▶ _Texte à examiner_:

________________

Abbé Pierre : qui savait quoi ?

Les versions se sont opposées par tribunes interposées. D’abord, dans les colonnes du Monde, le 20 juillet, où quatre chercheurs de la Commission indépendante sur les abus sexuels dans l’Église (Ciase) apportaient de nouveaux éléments à charge sur les violences sexuelles qu’aurait commises Henri Grouès, plus connu sous le nom de l’abbé Pierre (1912-2007). L’accusation était sans appel : « Les évêques informés et les responsables d’Emmaüs ont étouffé les affaires. »

Dans Le Figaro, le 26 juillet, Mgr Eric de Moulins-Beaufort, président de la Conférence des évêques de France (CEF), se défendait : « Tous les évêques, à travers le temps, n’ont pas tout su de l’abbé Pierre, loin de là. En revanche, je peux dire de manière certaine que tous les évêques d’aujourd’hui sont (…) engagés dans le travail nécessaire pour que la vérité se fasse. » Quelques jours plus tôt, dans La Croix, Martin Hirsch, président d’Emmaüs France de 2002 à 2007, évoquait un « secret d’Emmaüs » autour de l’abbé Pierre, décrivant des « pulsions » et une « maladie » pour laquelle le prêtre aurait suivi « un traitement ». — Le Monde

Au moins deux autres évêques français ont connaissance, eux aussi, du comportement extrêmement problématique d’Henri Grouès (le nom à l’état civil de l’abbé Pierre) : André Fougerat, alors évêque de Grenoble, le diocèse dont dépend le fondateur d’Emmaüs et Alexandre Renard, l’évêque de Versailles qui a, sous sa juridiction épiscopale, plusieurs communautés du mouvement.

Libération

Des voyages catastrophiques à l’étranger

Voyage de mai 1955 aux Etats-Unis, avec Jacques Maritain

Vers les 6 et 7 mai, toujours d’après les carnets inédits [de Jacques Maritain], le voyage prend mauvaise tournure. Accompagné par Marshall, un étudiant du philosophe français, Grouès est à Chicago. Maritain est prévenu que deux femmes de New York se plaignent du comportement de l’abbé Pierre à leur égard. Selon Fourcade, le cardinal Spelmann et son homologue à Chicago, le cardinal Samuel Stritch, auraient également été alertés.

________________

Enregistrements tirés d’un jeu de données

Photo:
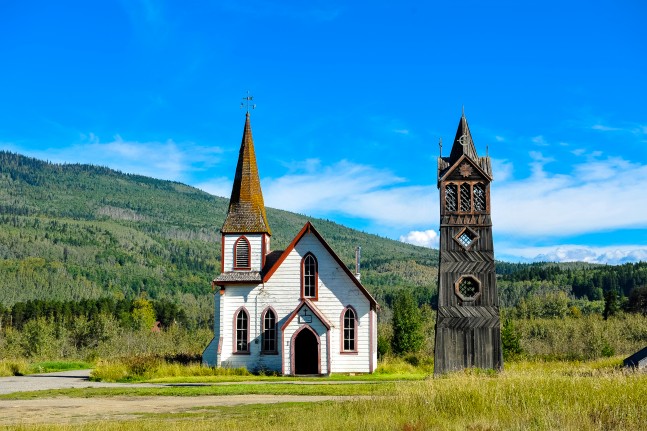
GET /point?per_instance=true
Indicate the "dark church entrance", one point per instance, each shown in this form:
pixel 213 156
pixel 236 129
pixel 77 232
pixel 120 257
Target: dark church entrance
pixel 306 352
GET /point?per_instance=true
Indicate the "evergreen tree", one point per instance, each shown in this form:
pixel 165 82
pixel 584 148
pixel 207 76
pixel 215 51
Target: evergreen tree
pixel 611 303
pixel 407 324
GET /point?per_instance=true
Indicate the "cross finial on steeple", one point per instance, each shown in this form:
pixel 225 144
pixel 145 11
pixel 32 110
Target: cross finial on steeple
pixel 248 99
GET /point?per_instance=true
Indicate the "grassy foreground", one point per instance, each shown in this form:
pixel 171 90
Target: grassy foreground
pixel 527 395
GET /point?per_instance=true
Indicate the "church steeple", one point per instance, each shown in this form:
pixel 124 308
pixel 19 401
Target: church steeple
pixel 463 142
pixel 246 212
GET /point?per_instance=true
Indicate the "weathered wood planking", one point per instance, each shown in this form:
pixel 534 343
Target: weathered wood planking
pixel 468 330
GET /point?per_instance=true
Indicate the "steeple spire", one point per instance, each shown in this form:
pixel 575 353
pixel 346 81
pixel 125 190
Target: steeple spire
pixel 246 212
pixel 463 143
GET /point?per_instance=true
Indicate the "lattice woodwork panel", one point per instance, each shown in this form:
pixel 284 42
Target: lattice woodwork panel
pixel 479 197
pixel 451 197
pixel 466 198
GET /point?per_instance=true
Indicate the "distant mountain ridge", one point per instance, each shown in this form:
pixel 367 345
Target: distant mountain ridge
pixel 72 231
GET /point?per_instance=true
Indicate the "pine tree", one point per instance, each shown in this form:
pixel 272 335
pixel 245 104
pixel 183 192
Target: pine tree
pixel 407 324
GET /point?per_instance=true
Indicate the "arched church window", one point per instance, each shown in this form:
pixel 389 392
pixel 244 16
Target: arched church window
pixel 242 332
pixel 349 324
pixel 451 197
pixel 309 276
pixel 241 254
pixel 466 198
pixel 479 197
pixel 269 331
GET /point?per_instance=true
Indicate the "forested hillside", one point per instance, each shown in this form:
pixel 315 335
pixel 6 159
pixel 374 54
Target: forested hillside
pixel 71 232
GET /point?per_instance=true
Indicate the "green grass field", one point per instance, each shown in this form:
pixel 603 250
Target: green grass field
pixel 595 395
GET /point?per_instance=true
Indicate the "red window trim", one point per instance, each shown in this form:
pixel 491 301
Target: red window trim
pixel 316 278
pixel 276 332
pixel 343 335
pixel 249 257
pixel 235 350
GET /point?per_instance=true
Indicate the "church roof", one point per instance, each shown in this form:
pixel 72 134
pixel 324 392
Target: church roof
pixel 246 212
pixel 463 147
pixel 277 260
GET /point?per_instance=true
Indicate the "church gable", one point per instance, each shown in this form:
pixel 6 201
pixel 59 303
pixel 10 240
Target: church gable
pixel 332 275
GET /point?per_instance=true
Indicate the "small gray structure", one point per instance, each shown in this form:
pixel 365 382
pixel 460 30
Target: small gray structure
pixel 637 360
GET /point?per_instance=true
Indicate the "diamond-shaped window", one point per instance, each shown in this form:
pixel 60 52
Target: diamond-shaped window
pixel 466 238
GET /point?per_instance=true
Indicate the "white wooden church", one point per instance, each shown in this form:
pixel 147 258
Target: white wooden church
pixel 296 311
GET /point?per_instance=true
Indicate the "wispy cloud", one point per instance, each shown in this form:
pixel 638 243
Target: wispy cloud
pixel 352 190
pixel 317 11
pixel 427 238
pixel 597 195
pixel 164 160
pixel 576 253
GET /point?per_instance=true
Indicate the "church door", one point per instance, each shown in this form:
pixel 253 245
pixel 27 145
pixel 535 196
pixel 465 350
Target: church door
pixel 306 352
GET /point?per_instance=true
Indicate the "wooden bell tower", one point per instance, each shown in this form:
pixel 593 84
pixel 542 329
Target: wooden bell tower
pixel 468 330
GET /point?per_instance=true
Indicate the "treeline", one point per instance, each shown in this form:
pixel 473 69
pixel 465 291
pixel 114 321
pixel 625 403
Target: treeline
pixel 128 313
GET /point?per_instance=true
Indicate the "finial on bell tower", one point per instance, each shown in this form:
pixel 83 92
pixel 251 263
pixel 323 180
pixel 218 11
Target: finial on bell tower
pixel 248 99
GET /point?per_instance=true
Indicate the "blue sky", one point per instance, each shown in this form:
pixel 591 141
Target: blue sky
pixel 352 98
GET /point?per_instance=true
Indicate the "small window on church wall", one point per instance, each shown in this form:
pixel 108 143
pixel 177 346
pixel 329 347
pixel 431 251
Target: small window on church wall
pixel 241 254
pixel 451 197
pixel 269 332
pixel 479 197
pixel 466 198
pixel 242 332
pixel 309 270
pixel 350 331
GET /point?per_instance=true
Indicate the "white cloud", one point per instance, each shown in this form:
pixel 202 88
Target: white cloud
pixel 216 186
pixel 427 238
pixel 594 196
pixel 576 253
pixel 165 160
pixel 352 190
pixel 401 131
pixel 604 128
pixel 540 140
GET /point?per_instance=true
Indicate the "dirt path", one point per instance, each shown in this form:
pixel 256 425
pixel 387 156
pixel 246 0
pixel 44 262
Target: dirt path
pixel 64 409
pixel 60 380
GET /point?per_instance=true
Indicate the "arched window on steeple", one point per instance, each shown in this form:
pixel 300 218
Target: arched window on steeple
pixel 466 198
pixel 479 197
pixel 451 197
pixel 349 326
pixel 309 277
pixel 268 334
pixel 241 331
pixel 242 253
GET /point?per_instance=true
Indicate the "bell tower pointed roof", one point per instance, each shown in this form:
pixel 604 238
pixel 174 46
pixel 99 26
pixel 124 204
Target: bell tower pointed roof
pixel 463 147
pixel 246 212
pixel 463 142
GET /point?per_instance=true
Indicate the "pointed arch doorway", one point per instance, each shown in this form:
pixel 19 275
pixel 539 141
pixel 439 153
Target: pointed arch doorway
pixel 306 353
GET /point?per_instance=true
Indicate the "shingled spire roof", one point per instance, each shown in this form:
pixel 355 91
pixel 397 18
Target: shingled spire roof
pixel 463 143
pixel 463 146
pixel 246 212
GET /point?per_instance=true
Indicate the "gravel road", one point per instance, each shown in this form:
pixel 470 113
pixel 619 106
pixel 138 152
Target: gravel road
pixel 60 380
pixel 75 410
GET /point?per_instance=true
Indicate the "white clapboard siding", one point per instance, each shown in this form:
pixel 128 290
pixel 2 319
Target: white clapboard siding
pixel 336 290
pixel 256 251
pixel 319 328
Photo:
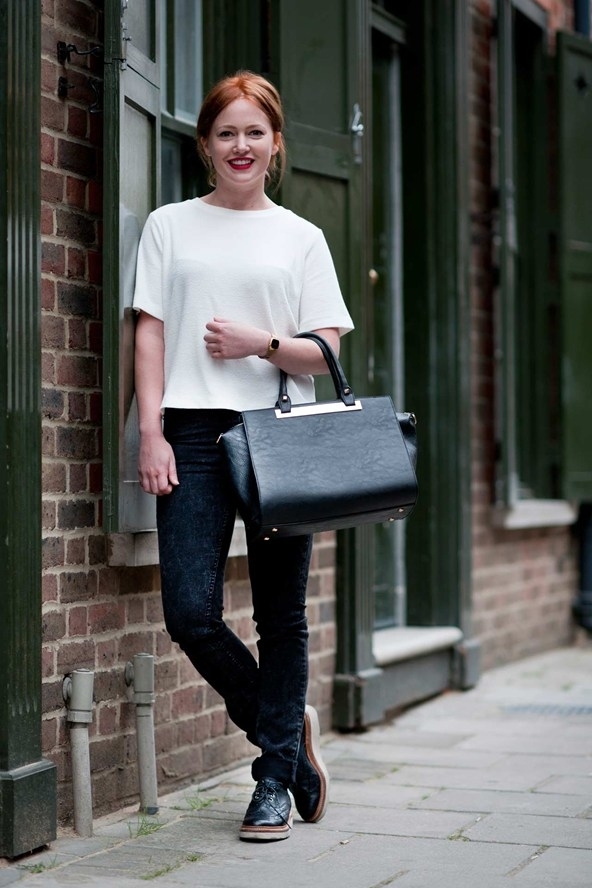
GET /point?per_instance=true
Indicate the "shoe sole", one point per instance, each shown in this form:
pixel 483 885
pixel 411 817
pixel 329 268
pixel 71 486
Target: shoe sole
pixel 312 744
pixel 266 833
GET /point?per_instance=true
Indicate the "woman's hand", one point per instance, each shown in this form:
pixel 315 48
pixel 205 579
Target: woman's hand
pixel 228 339
pixel 156 465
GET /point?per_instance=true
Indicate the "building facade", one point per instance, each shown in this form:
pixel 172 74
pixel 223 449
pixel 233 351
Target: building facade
pixel 443 149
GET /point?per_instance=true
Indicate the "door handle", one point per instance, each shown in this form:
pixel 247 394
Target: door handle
pixel 357 131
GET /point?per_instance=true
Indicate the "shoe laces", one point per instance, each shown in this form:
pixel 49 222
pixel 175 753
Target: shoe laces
pixel 267 791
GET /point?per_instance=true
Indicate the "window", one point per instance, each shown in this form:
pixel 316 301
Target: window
pixel 181 96
pixel 528 386
pixel 153 87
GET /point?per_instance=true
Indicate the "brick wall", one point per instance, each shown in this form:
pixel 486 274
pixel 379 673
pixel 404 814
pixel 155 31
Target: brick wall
pixel 523 581
pixel 96 616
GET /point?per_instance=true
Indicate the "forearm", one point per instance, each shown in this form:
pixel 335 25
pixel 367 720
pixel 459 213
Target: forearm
pixel 296 356
pixel 149 377
pixel 229 340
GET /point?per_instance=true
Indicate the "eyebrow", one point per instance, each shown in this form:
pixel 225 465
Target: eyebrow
pixel 232 126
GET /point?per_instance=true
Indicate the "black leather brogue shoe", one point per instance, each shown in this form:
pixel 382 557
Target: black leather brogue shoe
pixel 311 786
pixel 269 815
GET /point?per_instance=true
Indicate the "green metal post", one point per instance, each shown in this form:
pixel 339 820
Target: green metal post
pixel 27 781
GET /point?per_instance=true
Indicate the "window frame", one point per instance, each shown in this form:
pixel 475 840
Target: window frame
pixel 511 508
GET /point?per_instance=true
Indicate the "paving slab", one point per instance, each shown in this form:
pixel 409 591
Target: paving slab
pixel 556 868
pixel 491 788
pixel 565 832
pixel 503 802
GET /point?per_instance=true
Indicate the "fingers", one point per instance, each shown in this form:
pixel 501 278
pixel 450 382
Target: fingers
pixel 158 476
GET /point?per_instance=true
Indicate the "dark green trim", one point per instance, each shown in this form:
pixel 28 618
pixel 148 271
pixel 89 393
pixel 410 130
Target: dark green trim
pixel 437 316
pixel 111 174
pixel 27 782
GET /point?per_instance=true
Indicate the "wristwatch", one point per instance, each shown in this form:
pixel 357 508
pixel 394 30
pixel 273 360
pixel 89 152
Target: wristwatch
pixel 273 346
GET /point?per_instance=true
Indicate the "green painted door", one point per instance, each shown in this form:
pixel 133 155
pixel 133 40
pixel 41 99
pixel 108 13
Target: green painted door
pixel 575 153
pixel 318 78
pixel 385 306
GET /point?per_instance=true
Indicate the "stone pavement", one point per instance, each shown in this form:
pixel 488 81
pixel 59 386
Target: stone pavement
pixel 490 788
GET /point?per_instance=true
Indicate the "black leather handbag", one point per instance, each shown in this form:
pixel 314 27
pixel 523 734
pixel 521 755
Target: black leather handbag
pixel 305 468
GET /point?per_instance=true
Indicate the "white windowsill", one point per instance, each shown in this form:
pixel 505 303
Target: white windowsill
pixel 534 513
pixel 407 642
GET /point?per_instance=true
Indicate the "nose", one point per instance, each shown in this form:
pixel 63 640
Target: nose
pixel 240 146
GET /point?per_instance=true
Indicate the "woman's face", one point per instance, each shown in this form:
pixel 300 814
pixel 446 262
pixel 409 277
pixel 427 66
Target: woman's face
pixel 241 144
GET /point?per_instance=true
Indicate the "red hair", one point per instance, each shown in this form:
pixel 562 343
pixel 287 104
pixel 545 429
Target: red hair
pixel 244 85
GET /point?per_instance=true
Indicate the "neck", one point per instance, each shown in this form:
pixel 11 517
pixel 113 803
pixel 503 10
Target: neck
pixel 256 200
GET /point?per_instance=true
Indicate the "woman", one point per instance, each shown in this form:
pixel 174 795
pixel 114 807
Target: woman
pixel 224 282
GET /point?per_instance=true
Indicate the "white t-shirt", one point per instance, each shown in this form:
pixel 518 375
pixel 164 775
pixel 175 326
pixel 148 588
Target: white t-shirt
pixel 267 268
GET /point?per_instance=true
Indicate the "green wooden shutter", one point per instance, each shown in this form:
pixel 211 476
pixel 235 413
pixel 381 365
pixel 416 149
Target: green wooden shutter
pixel 131 180
pixel 507 480
pixel 575 189
pixel 322 58
pixel 320 84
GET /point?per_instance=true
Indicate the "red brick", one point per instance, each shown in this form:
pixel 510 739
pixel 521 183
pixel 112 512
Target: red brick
pixel 47 221
pixel 77 370
pixel 53 258
pixel 78 621
pixel 48 294
pixel 48 148
pixel 75 655
pixel 78 120
pixel 76 192
pixel 53 113
pixel 106 617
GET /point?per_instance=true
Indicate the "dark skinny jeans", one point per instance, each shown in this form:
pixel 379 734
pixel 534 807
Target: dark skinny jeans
pixel 264 696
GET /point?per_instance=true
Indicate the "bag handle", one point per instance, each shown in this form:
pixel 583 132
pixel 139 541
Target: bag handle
pixel 342 387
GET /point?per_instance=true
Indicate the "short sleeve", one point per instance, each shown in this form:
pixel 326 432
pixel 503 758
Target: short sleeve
pixel 148 294
pixel 322 304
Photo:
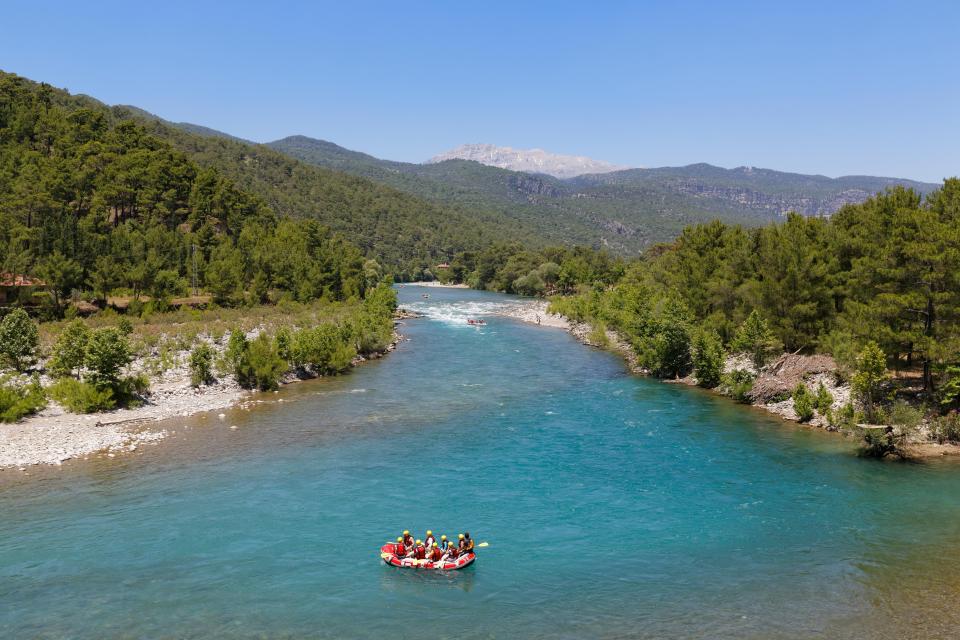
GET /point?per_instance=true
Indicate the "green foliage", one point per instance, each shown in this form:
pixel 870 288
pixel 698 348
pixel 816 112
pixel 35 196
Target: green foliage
pixel 259 365
pixel 19 338
pixel 870 377
pixel 950 389
pixel 82 397
pixel 201 365
pixel 70 350
pixel 738 384
pixel 803 403
pixel 18 401
pixel 823 400
pixel 326 348
pixel 946 428
pixel 755 338
pixel 108 352
pixel 707 359
pixel 904 416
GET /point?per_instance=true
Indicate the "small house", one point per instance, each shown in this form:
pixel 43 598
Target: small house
pixel 15 288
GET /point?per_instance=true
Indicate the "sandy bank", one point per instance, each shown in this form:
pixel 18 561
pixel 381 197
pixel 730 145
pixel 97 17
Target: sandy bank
pixel 776 379
pixel 534 312
pixel 54 435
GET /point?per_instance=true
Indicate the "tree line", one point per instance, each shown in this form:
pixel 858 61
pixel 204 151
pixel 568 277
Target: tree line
pixel 885 272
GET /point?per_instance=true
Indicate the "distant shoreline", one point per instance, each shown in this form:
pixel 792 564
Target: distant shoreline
pixel 433 283
pixel 54 436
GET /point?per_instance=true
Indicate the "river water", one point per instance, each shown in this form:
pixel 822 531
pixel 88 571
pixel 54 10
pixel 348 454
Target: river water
pixel 614 506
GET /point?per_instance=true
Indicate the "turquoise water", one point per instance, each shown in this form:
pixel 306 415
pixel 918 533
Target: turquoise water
pixel 614 507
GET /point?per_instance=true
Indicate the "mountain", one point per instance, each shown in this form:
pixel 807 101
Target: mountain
pixel 624 211
pixel 526 160
pixel 402 231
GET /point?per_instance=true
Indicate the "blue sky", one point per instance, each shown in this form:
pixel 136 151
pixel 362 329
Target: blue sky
pixel 815 87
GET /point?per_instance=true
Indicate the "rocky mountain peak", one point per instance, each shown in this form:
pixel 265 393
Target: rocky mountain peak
pixel 529 160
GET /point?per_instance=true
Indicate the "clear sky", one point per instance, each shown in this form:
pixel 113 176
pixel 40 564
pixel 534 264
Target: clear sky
pixel 815 87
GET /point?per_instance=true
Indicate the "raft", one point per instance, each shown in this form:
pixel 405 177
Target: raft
pixel 389 557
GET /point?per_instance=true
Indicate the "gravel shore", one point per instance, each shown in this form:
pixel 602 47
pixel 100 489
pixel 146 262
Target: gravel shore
pixel 54 435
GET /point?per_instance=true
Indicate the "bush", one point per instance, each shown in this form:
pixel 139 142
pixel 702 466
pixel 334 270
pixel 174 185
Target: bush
pixel 708 359
pixel 738 384
pixel 947 428
pixel 598 334
pixel 19 338
pixel 70 351
pixel 869 379
pixel 260 366
pixel 803 403
pixel 905 416
pixel 823 400
pixel 755 338
pixel 17 401
pixel 201 361
pixel 82 397
pixel 326 348
pixel 108 352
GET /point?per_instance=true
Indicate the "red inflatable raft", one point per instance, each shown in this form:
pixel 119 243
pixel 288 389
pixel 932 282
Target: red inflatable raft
pixel 388 555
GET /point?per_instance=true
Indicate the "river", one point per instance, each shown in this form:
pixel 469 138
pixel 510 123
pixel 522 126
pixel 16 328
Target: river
pixel 614 506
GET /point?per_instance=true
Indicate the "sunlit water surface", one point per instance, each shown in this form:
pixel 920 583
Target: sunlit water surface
pixel 614 507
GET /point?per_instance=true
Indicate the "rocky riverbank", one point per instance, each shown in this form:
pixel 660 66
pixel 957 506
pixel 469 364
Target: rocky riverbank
pixel 54 435
pixel 773 386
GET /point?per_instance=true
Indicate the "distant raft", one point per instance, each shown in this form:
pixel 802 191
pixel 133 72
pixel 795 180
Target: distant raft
pixel 389 557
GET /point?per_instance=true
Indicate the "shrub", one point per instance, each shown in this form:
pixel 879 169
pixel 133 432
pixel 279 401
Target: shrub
pixel 201 361
pixel 19 338
pixel 17 401
pixel 707 359
pixel 82 397
pixel 803 403
pixel 326 348
pixel 870 376
pixel 755 338
pixel 260 366
pixel 70 351
pixel 598 334
pixel 823 400
pixel 738 384
pixel 905 416
pixel 947 428
pixel 108 352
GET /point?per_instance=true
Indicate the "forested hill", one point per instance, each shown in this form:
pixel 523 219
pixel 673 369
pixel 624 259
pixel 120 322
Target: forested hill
pixel 107 200
pixel 403 232
pixel 625 211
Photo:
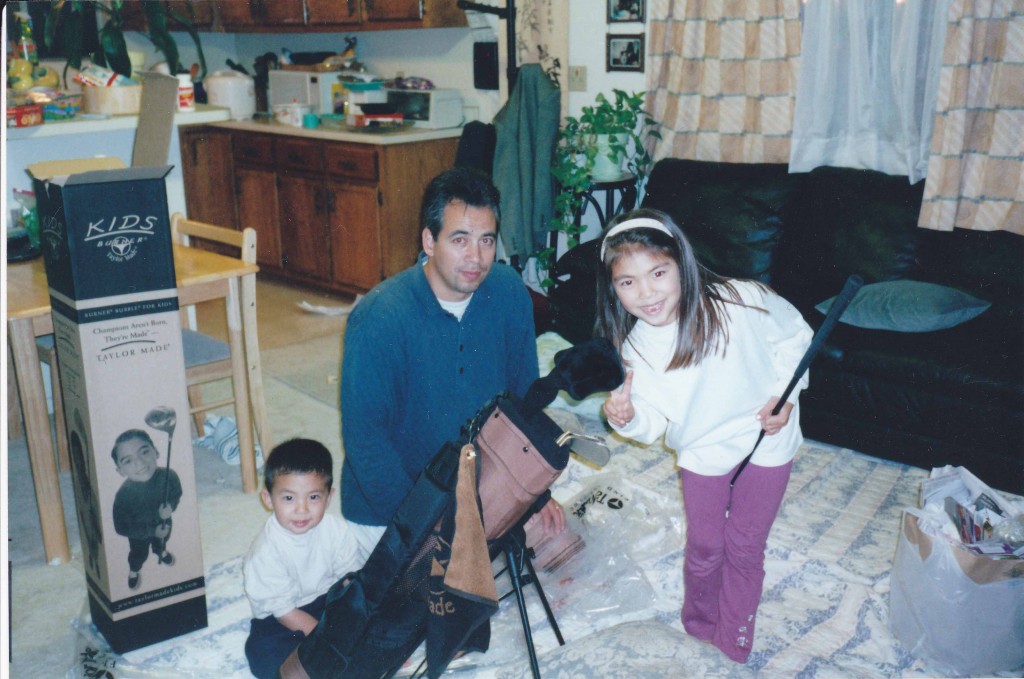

________________

▶ _À faire_:
1. Indiquez si chacune de ces affirmations concorde avec le texte sur l’abbé Pierre, en répondant par oui ou non et en citant mot pour mot le passage qui tranche. (a) La tribune des quatre chercheurs de la Ciase a paru dans Le Monde le 20 juillet. (b) Martin Hirsch a présidé Emmaüs France de 2002 à 2007. (c) Lors du voyage de mai 1955, Grouès se trouve seul à Chicago.
2. Selon le texte sur l’abbé Pierre, de quel diocèse André Fougerat était-il alors l’évêque ?
La liste n’a aucun rôle dans ce travail.

▶ _Réponses_:
1.
(a) Oui : « dans les colonnes du Monde, le 20 juillet, où quatre chercheurs de la Commission indépendante sur les abus sexuels dans l’Église (Ciase) »
(b) Oui : « Martin Hirsch, président d’Emmaüs France de 2002 à 2007 »
(c) Non : « Accompagné par Marshall, un étudiant du philosophe français, Grouès est à Chicago. »

2. De celui de Grenoble.